→ **What needs to be done**: Report every line of the listing below that contains the string "walking", matching uppercase and lowercase exactly.

→ **Extracted records**:
^^^^^^^^^^^^^^^^

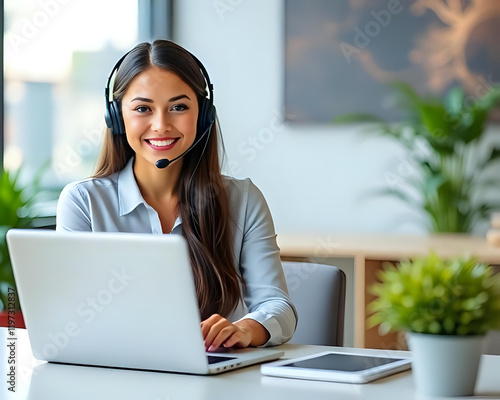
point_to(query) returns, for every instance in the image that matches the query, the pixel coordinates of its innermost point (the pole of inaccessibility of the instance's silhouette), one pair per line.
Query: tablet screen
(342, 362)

^^^^^^^^^^^^^^^^

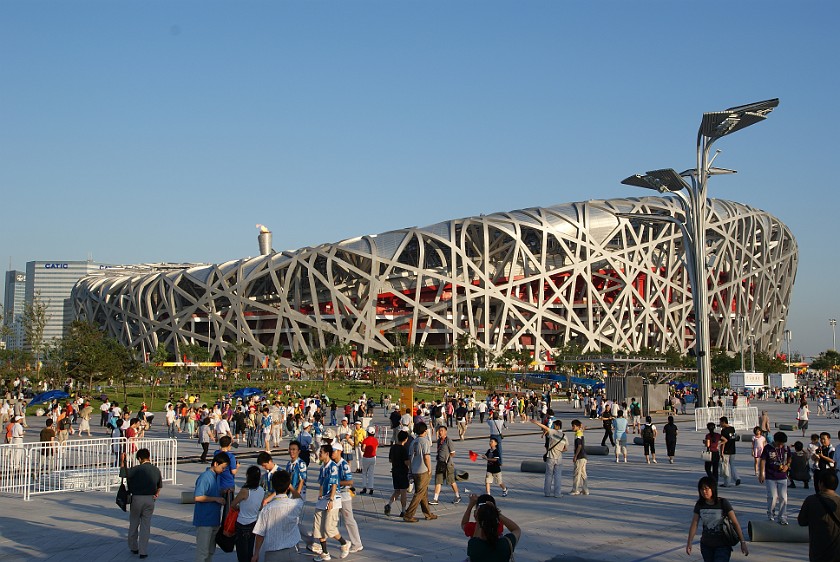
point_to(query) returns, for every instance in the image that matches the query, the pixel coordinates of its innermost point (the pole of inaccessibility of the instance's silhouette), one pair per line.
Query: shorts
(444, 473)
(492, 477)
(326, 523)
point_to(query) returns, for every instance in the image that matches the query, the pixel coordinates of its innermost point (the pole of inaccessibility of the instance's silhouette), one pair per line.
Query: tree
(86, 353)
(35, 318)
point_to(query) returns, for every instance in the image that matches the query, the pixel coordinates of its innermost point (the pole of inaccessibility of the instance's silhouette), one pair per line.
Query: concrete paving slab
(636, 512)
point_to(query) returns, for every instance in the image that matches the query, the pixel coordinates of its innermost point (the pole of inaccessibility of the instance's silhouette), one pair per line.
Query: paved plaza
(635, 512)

^^^^^^^^^^^^^^^^

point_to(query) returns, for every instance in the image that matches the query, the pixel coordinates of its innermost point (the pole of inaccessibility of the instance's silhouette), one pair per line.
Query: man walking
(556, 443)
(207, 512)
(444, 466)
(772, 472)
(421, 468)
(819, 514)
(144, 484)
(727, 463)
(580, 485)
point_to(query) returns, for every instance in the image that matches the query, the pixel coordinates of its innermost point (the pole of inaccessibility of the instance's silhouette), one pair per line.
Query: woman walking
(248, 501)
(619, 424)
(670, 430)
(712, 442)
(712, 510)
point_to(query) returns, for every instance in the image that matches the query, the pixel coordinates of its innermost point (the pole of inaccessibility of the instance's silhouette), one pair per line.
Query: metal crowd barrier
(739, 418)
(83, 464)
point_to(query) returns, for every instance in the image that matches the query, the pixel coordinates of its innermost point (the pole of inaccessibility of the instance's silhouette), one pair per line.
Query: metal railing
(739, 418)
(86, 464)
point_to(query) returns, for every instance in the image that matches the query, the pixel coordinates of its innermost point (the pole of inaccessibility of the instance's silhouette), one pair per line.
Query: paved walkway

^^^^^^^^^^^^^^^^

→ **Answer to this task**:
Query: man walking
Query: woman walking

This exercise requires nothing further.